▶ _Цель задания_:
Продолжи текст о наказаниях в детских домах. Начни сразу после последнего приведённого вопроса.

Даже я, несмотря на то, что я сама себя наказала, очень часто чувствую в себе агрессию, ненависть к самой себе.
Хотя, если послушать об этих наказаниях, — что там? Ну, приседать, ну, отжиматься, ну, есть соль. Кажется, что все это ерунда. Но когда сам реально все это делаешь… а ведь у ребят это проходило не в рамках акции, и не полчаса, как у меня, потому что я больше не выдерживаю. Кто-то сидит на корточках по два часа, один парень говорил, что всю ночь сидел. Ты прошел через такое — почему бы и другим, условно говоря, не пройти через это? У детей-сирот есть такая стигма — «Нам все должны». А тут возникает другая: «Меня били, надо мной издевались, куда-то отправляли — вот теперь пожинайте плоды». Я не касаюсь темы обкалывания психотропными веществами, потому что это вообще запредельно.

— На что ссылается следствие, когда отклоняют дела детдомовцев? В случае с Димой, например?

Фрагмент набора данных
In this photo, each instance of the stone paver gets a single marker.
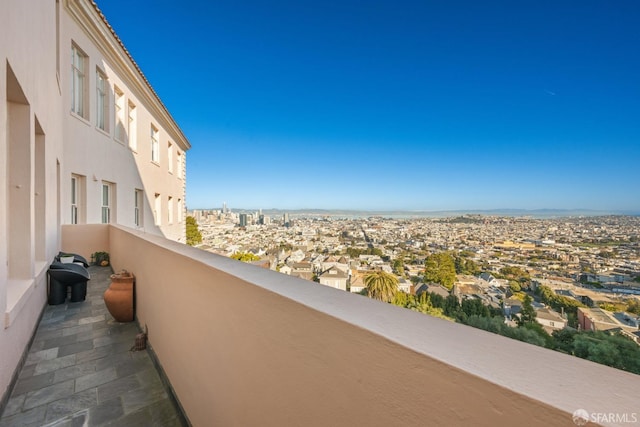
(80, 372)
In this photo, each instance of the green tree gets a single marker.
(528, 313)
(398, 267)
(194, 236)
(514, 286)
(381, 285)
(245, 256)
(440, 268)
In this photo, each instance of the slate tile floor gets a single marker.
(80, 372)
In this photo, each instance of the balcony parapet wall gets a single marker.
(242, 345)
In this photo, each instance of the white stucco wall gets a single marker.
(42, 143)
(30, 145)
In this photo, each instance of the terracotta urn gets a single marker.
(119, 296)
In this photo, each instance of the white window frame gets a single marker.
(75, 197)
(102, 101)
(155, 145)
(132, 126)
(179, 164)
(106, 199)
(79, 62)
(137, 212)
(119, 110)
(157, 209)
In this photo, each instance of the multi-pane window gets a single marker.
(132, 127)
(155, 147)
(119, 112)
(138, 208)
(102, 101)
(179, 165)
(78, 73)
(157, 209)
(77, 199)
(106, 202)
(74, 199)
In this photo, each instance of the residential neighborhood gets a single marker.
(594, 261)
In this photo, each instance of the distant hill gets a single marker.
(535, 213)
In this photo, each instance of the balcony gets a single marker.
(241, 345)
(80, 371)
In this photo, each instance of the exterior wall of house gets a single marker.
(121, 154)
(42, 143)
(30, 147)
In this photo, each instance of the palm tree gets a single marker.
(381, 285)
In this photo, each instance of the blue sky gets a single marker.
(388, 105)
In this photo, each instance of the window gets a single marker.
(74, 200)
(102, 101)
(77, 199)
(107, 198)
(78, 89)
(157, 209)
(119, 113)
(179, 166)
(155, 148)
(132, 127)
(138, 208)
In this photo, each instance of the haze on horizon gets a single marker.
(457, 105)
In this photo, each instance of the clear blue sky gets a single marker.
(386, 105)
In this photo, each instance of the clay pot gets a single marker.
(119, 296)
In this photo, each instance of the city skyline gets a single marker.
(348, 105)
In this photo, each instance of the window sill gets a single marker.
(19, 291)
(104, 132)
(82, 119)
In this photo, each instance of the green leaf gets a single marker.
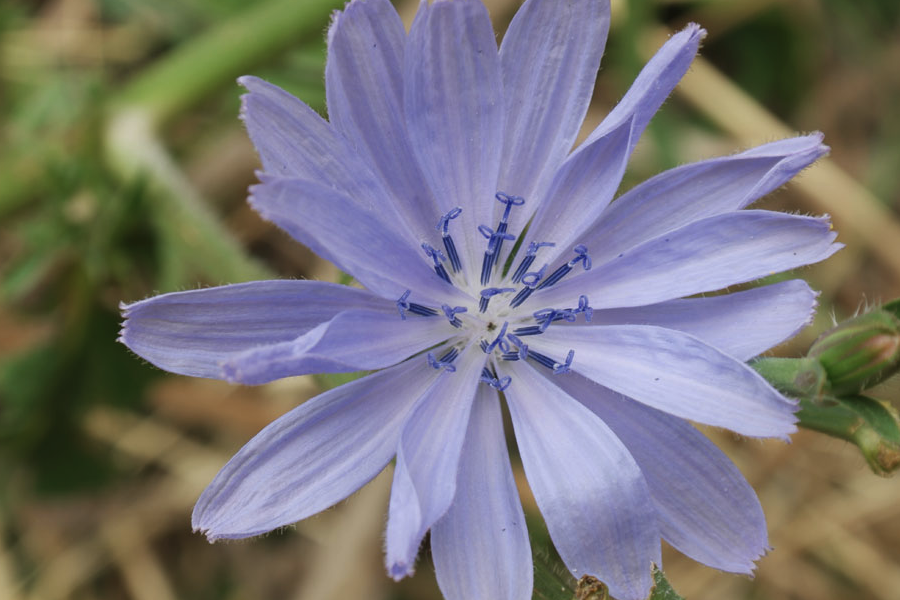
(551, 579)
(872, 425)
(662, 589)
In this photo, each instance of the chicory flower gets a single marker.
(494, 260)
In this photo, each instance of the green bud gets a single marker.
(860, 352)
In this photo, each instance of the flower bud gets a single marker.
(860, 352)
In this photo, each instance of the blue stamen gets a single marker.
(533, 247)
(495, 241)
(523, 347)
(499, 341)
(559, 369)
(542, 359)
(530, 280)
(530, 330)
(488, 293)
(444, 227)
(582, 257)
(437, 256)
(498, 384)
(445, 361)
(417, 309)
(509, 201)
(583, 307)
(451, 313)
(550, 315)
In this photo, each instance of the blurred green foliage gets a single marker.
(78, 235)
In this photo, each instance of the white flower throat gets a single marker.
(496, 320)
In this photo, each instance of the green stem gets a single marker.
(196, 239)
(216, 57)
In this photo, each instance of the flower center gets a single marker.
(496, 322)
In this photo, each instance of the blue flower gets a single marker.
(446, 184)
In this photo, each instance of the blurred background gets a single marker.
(123, 173)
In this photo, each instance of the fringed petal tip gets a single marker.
(695, 31)
(400, 570)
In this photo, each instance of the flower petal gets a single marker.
(590, 490)
(294, 141)
(706, 508)
(193, 332)
(703, 256)
(480, 547)
(581, 190)
(312, 457)
(676, 373)
(742, 325)
(653, 84)
(549, 58)
(428, 460)
(364, 84)
(354, 340)
(453, 101)
(692, 192)
(353, 235)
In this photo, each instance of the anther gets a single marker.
(451, 313)
(438, 257)
(523, 347)
(499, 341)
(488, 293)
(417, 309)
(542, 359)
(530, 330)
(444, 362)
(444, 227)
(533, 247)
(559, 369)
(495, 242)
(581, 257)
(530, 280)
(548, 315)
(498, 384)
(583, 307)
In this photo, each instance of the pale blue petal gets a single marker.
(706, 508)
(294, 141)
(312, 457)
(692, 192)
(480, 547)
(590, 490)
(193, 332)
(364, 85)
(453, 101)
(676, 373)
(743, 324)
(703, 256)
(581, 191)
(354, 340)
(428, 461)
(549, 58)
(653, 84)
(355, 236)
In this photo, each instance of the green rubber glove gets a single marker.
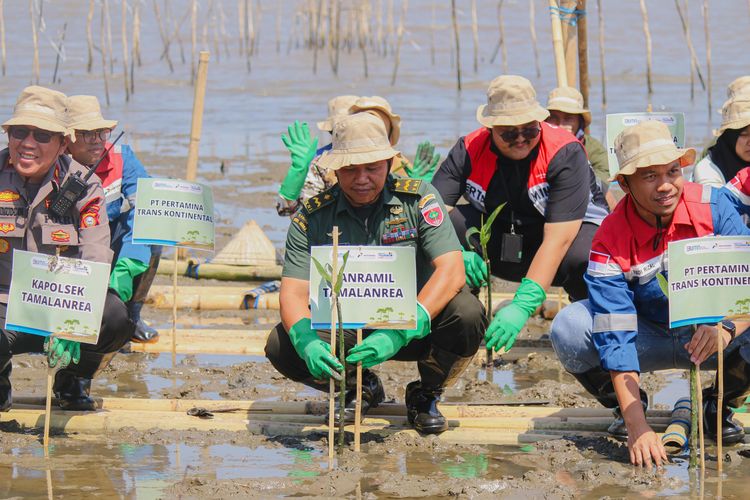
(425, 162)
(476, 269)
(61, 352)
(382, 345)
(123, 274)
(316, 353)
(509, 320)
(302, 149)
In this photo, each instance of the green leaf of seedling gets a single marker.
(663, 284)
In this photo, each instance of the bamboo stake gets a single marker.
(358, 404)
(104, 55)
(475, 34)
(404, 7)
(532, 29)
(647, 34)
(197, 120)
(708, 58)
(602, 71)
(35, 41)
(458, 45)
(334, 321)
(125, 64)
(583, 52)
(557, 45)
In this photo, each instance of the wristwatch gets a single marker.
(730, 327)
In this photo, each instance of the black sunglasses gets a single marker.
(528, 133)
(40, 136)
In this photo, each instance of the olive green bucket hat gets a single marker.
(43, 108)
(84, 113)
(337, 107)
(511, 101)
(357, 139)
(646, 144)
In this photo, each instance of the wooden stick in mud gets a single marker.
(708, 58)
(358, 404)
(400, 37)
(602, 72)
(458, 44)
(35, 41)
(647, 34)
(557, 45)
(334, 321)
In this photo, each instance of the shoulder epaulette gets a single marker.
(319, 201)
(407, 185)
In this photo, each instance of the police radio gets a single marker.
(75, 185)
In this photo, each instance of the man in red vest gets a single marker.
(553, 204)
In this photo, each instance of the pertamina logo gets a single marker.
(8, 196)
(60, 236)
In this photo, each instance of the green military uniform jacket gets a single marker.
(597, 156)
(409, 212)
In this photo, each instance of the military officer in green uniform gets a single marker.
(370, 207)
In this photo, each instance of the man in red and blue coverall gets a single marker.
(134, 266)
(622, 329)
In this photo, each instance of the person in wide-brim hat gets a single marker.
(357, 139)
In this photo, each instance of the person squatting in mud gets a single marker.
(605, 342)
(553, 203)
(32, 168)
(307, 178)
(134, 266)
(370, 206)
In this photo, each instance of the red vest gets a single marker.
(484, 164)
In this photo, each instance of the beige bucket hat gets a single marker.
(382, 108)
(511, 101)
(735, 114)
(357, 139)
(42, 108)
(337, 107)
(84, 113)
(568, 100)
(648, 143)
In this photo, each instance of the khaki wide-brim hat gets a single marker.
(646, 144)
(735, 114)
(84, 113)
(337, 107)
(43, 108)
(568, 100)
(357, 139)
(383, 108)
(511, 101)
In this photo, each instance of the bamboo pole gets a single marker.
(125, 64)
(400, 37)
(458, 44)
(602, 71)
(35, 41)
(475, 34)
(557, 45)
(647, 34)
(583, 52)
(197, 120)
(532, 30)
(707, 35)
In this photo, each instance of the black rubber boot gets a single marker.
(598, 383)
(73, 384)
(437, 371)
(6, 393)
(736, 389)
(143, 333)
(372, 395)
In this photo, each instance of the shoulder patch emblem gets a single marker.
(318, 201)
(407, 185)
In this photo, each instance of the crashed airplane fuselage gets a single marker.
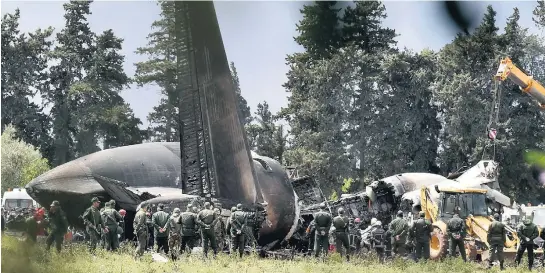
(150, 173)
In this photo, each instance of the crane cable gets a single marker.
(493, 119)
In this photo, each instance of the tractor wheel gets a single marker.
(438, 244)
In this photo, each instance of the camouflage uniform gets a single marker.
(527, 232)
(188, 222)
(111, 219)
(173, 228)
(496, 239)
(238, 223)
(322, 224)
(421, 234)
(140, 226)
(58, 224)
(159, 220)
(456, 233)
(93, 223)
(398, 229)
(207, 219)
(340, 222)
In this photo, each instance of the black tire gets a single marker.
(438, 244)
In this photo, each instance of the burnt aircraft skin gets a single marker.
(150, 173)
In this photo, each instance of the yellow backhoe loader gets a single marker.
(473, 209)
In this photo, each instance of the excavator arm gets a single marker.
(508, 70)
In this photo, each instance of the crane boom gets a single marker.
(508, 70)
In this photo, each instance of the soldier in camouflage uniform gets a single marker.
(322, 224)
(206, 220)
(111, 219)
(140, 226)
(159, 220)
(238, 224)
(188, 223)
(340, 222)
(496, 238)
(173, 228)
(527, 232)
(456, 232)
(421, 234)
(56, 219)
(94, 224)
(398, 229)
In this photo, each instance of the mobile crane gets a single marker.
(507, 70)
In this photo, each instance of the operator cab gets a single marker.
(468, 203)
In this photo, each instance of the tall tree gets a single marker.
(24, 74)
(539, 14)
(243, 109)
(319, 29)
(160, 69)
(73, 54)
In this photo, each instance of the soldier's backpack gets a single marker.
(379, 236)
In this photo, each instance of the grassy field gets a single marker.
(17, 258)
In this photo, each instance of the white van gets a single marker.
(17, 198)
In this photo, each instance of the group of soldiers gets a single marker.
(403, 239)
(180, 231)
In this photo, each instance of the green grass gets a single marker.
(19, 258)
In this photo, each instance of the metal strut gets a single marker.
(492, 127)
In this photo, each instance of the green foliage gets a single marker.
(347, 185)
(75, 258)
(21, 162)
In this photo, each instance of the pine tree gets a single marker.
(243, 108)
(24, 74)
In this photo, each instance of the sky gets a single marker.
(257, 36)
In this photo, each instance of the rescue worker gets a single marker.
(206, 220)
(58, 224)
(398, 229)
(496, 239)
(173, 228)
(456, 233)
(159, 220)
(111, 219)
(140, 227)
(94, 224)
(340, 222)
(322, 224)
(238, 224)
(228, 229)
(122, 236)
(527, 232)
(378, 240)
(188, 223)
(421, 234)
(31, 230)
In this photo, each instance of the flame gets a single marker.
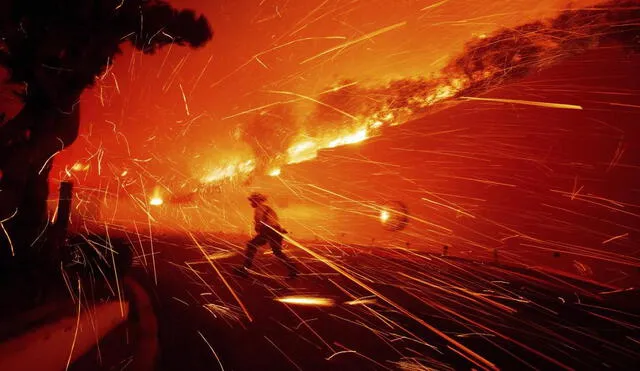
(306, 300)
(362, 301)
(357, 137)
(156, 199)
(78, 166)
(230, 171)
(302, 151)
(384, 215)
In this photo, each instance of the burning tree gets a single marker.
(56, 49)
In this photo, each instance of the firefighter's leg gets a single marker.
(275, 242)
(252, 248)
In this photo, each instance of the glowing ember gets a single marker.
(302, 151)
(78, 166)
(230, 171)
(306, 300)
(357, 137)
(384, 216)
(156, 199)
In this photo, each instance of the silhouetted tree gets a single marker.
(56, 49)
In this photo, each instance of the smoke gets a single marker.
(269, 134)
(510, 54)
(350, 112)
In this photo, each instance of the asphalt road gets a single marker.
(385, 308)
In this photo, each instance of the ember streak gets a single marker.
(458, 179)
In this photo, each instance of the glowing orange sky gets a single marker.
(141, 100)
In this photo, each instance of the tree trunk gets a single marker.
(30, 142)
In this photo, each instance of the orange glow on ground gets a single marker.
(307, 300)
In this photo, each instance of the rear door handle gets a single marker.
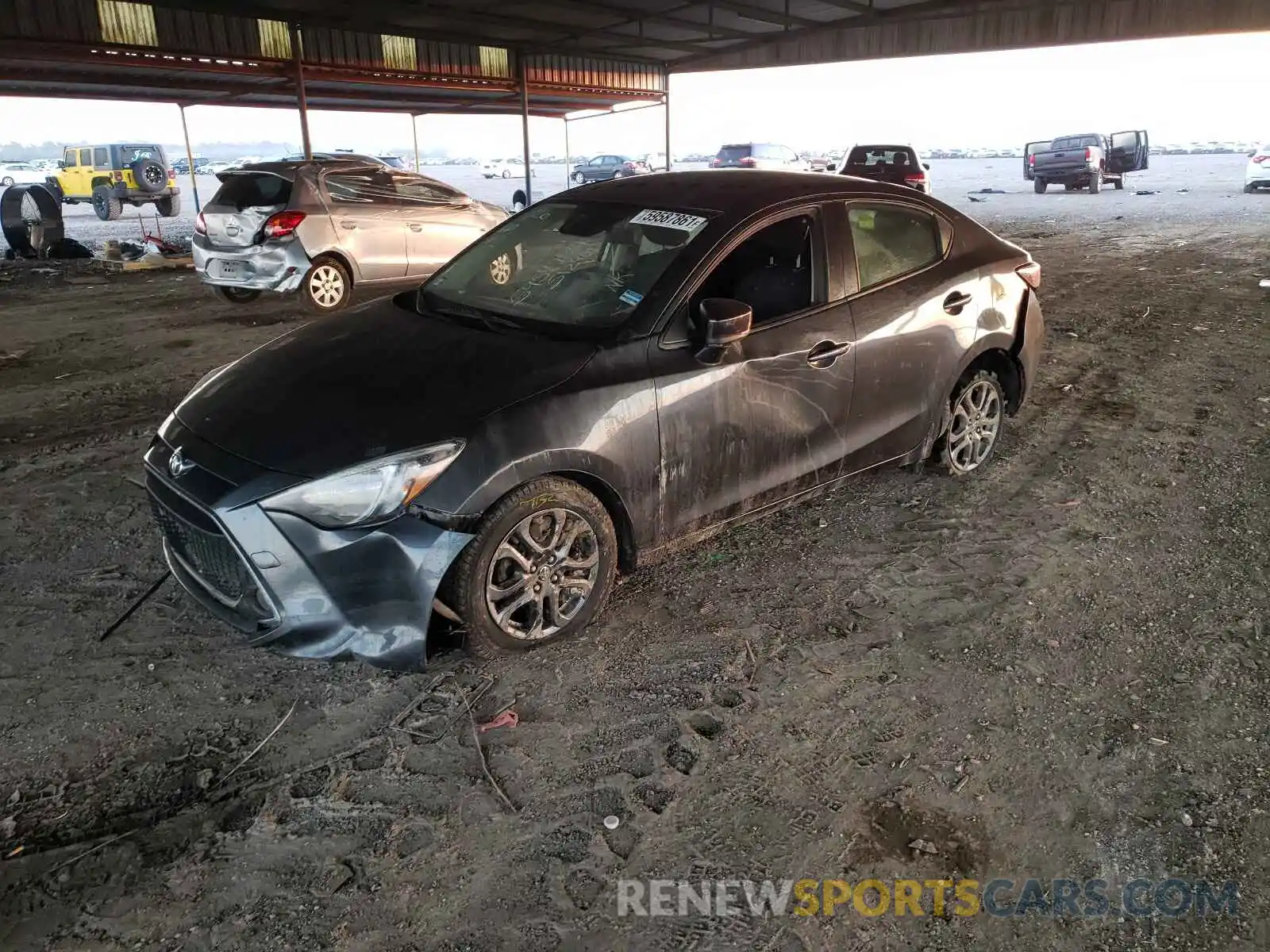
(825, 353)
(956, 301)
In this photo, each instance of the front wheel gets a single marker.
(977, 413)
(540, 569)
(327, 286)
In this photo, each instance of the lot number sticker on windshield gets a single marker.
(668, 220)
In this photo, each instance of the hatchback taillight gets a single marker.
(1030, 273)
(283, 224)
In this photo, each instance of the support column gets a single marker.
(302, 99)
(414, 129)
(525, 130)
(667, 99)
(190, 158)
(568, 159)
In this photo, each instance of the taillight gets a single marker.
(1030, 273)
(283, 224)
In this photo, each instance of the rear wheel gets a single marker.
(977, 412)
(106, 205)
(540, 568)
(237, 296)
(327, 286)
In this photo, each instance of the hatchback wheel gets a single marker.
(327, 286)
(540, 568)
(977, 414)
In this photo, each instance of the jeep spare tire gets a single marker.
(31, 219)
(149, 175)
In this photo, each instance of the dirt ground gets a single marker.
(1054, 670)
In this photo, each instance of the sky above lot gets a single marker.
(1181, 90)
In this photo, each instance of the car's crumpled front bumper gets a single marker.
(272, 266)
(287, 584)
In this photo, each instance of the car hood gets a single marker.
(370, 382)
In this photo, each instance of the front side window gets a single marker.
(772, 271)
(584, 266)
(892, 240)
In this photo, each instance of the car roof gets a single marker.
(737, 192)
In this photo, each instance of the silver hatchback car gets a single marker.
(333, 228)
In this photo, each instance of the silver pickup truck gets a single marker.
(1086, 160)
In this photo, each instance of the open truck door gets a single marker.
(1029, 152)
(1130, 152)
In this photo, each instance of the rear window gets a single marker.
(253, 190)
(882, 155)
(1073, 143)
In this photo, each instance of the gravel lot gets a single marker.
(1054, 670)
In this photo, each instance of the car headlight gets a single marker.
(368, 494)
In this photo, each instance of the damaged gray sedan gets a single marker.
(677, 353)
(334, 230)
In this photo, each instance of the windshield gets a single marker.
(582, 264)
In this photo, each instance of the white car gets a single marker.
(1259, 171)
(511, 168)
(21, 175)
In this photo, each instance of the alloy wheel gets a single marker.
(501, 270)
(976, 424)
(327, 286)
(543, 574)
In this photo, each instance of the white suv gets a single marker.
(1259, 171)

▶ _Ответ к заданию_:
Чтобы по факту наказаний завели какое-то уголовное дело — это еще нужно постараться. Нужно, чтобы люди поддержали детей, которые находятся в закрытых учреждениях. И надо, чтобы дети поняли: то, что с ними происходит, — это не нормально. Ведь многим кажется, что так и должно быть. Когда я общаюсь с ребятами и спрашиваю: «Как ты смог это вообще выдержать? Как? Как? Как ты смог это выдержать физически? Я не могу каких-то полчаса выдержать, хотя я взрослая тетка, мне 22 года», — ребята отвечают: «А что было делать? Так надо». Бывает, что у них это входит в понятие нормы. Ну, и потом они совершают какие-то противоречивые действия и становятся новой маргинальной группой. А чтобы было что-то возбуждено, ребенок должен найти рычаги и методы, чтобы рассказать об этом. Надо еще знать, кому сказать, куда сказать, чтобы люди это поддержали. В Москве история с наказаниями не такая запущенная, но в регионах-то беспредел. Там вообще сложно найти какое-то СМИ, которое пойдет против системы. Все знают об издевательствах, об отправке в дурки, да. Но реально сталкиваешься с огромным количеством проблем, если пытаешься об этом рассказать. Истории с правами в закрытых учреждениях очень сложно придать какой-то огласке. Система обрубает все пути коммуникации.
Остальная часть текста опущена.